* Task to carry out: All entries should be output exactly as they stand.

Items listed in a dataset
^^^^^^^^^^^^^^^^

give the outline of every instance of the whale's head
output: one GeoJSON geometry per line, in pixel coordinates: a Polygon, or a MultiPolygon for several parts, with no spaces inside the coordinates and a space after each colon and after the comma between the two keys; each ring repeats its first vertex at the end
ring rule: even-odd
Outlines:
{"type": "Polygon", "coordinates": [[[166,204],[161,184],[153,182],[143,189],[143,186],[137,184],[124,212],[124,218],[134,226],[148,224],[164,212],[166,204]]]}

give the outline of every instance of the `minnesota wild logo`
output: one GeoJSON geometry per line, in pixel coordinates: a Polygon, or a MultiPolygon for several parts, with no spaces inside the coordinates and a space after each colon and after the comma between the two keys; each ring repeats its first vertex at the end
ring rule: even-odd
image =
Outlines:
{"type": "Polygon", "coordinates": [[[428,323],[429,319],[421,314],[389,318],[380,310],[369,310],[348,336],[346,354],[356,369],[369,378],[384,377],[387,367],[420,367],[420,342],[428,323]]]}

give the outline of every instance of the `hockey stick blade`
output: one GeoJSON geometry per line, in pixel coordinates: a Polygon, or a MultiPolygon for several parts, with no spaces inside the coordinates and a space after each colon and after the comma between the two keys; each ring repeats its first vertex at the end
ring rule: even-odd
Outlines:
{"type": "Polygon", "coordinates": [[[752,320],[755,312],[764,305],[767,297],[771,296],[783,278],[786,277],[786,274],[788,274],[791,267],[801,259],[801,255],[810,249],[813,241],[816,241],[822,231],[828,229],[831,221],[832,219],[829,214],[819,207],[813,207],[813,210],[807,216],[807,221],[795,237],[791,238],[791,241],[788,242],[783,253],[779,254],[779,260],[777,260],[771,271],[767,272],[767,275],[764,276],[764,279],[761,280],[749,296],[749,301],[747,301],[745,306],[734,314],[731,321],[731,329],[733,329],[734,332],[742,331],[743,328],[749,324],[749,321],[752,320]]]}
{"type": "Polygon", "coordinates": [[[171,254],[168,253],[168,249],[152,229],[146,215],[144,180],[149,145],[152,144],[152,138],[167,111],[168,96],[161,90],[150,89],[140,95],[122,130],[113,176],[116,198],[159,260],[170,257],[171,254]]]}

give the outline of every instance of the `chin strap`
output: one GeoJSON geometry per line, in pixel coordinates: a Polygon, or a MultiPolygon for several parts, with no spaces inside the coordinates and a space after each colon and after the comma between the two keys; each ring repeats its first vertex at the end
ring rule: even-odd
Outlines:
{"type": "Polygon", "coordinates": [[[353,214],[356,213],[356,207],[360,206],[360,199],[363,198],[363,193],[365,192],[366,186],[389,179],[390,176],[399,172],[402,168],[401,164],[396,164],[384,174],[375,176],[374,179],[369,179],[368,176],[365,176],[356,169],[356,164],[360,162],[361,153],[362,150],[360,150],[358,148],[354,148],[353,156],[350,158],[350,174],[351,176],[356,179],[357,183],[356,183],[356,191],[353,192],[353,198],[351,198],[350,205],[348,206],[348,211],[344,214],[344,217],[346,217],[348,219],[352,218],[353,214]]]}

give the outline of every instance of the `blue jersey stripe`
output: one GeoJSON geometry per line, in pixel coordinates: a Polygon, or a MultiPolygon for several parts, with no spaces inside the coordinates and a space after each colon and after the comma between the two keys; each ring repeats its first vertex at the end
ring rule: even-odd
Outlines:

^^^^^^^^^^^^^^^^

* Solution to this exercise:
give the outline of every instance of the whale's head
output: one GeoJSON geometry per line, in pixel coordinates: a Polygon, or a MultiPolygon for several parts, with no spaces inside the coordinates and a space after each colon and after the comma between the two keys; each ring repeats its first vertex at the end
ring rule: even-odd
Outlines:
{"type": "Polygon", "coordinates": [[[166,204],[161,184],[153,182],[143,189],[143,186],[137,184],[124,212],[124,218],[134,226],[148,224],[164,212],[166,204]]]}

give the outline of every instance of the `minnesota wild logo`
output: one GeoJSON geometry per line, in pixel coordinates: a Polygon, or a MultiPolygon for several parts, with no spaces inside the coordinates and a space after each colon and after the comma between the two keys; each ring repeats its first vertex at the end
ring rule: even-odd
image =
Outlines:
{"type": "Polygon", "coordinates": [[[428,323],[429,319],[421,314],[389,318],[380,310],[369,310],[348,336],[346,354],[356,369],[369,378],[384,377],[387,367],[420,367],[420,342],[428,323]]]}

give the outline of every instance of the `hockey stick blade`
output: one GeoJSON geometry per line, in pixel coordinates: a Polygon, or a MultiPolygon for several parts, with no spaces inside the coordinates and a space after each colon and after the comma between the two keys; each ring repeats its first vertex at the end
ring rule: even-odd
Outlines:
{"type": "Polygon", "coordinates": [[[752,320],[755,312],[764,305],[767,297],[771,296],[783,278],[786,277],[786,274],[788,274],[791,267],[801,259],[801,255],[810,249],[813,241],[816,241],[822,231],[828,229],[831,221],[832,219],[829,214],[819,207],[813,207],[813,210],[807,216],[807,221],[795,237],[791,238],[791,241],[788,242],[783,253],[779,254],[779,260],[777,260],[771,271],[767,272],[767,275],[764,276],[764,279],[761,280],[749,296],[749,301],[747,301],[745,306],[734,314],[731,321],[731,329],[733,329],[734,332],[742,331],[743,328],[749,324],[749,321],[752,320]]]}
{"type": "Polygon", "coordinates": [[[171,254],[168,253],[168,249],[152,229],[146,215],[144,180],[149,145],[152,144],[152,138],[167,111],[168,96],[161,90],[150,89],[140,95],[122,130],[113,176],[116,198],[159,260],[170,257],[171,254]]]}

give the outline of every instance of the `chin strap`
output: one GeoJSON geometry per line, in pixel coordinates: a Polygon, or a MultiPolygon for several parts, with no spaces inside the coordinates and a space after each colon and after the comma between the two keys; each ring repeats its first vertex at the end
ring rule: even-odd
Outlines:
{"type": "Polygon", "coordinates": [[[353,214],[356,213],[356,207],[360,206],[360,199],[363,198],[363,193],[365,192],[366,186],[389,179],[390,176],[399,172],[402,168],[401,164],[396,164],[384,174],[375,176],[374,179],[369,179],[368,176],[365,176],[356,169],[356,164],[360,162],[361,153],[362,150],[360,150],[358,148],[354,148],[353,156],[350,158],[350,174],[351,176],[356,179],[357,183],[356,183],[356,191],[353,192],[353,198],[351,198],[350,205],[348,206],[348,211],[344,214],[344,217],[346,217],[348,219],[352,218],[353,214]]]}

give the outline of every instance of the `blue jersey stripe`
output: one GeoJSON geometry per line, in pixel coordinates: a Polygon, or a MultiPolygon for several parts, with no spaces inside the coordinates and a space after each colon and after the comma between the two keys; each ring repeats its first vertex at the end
ring rule: even-odd
Outlines:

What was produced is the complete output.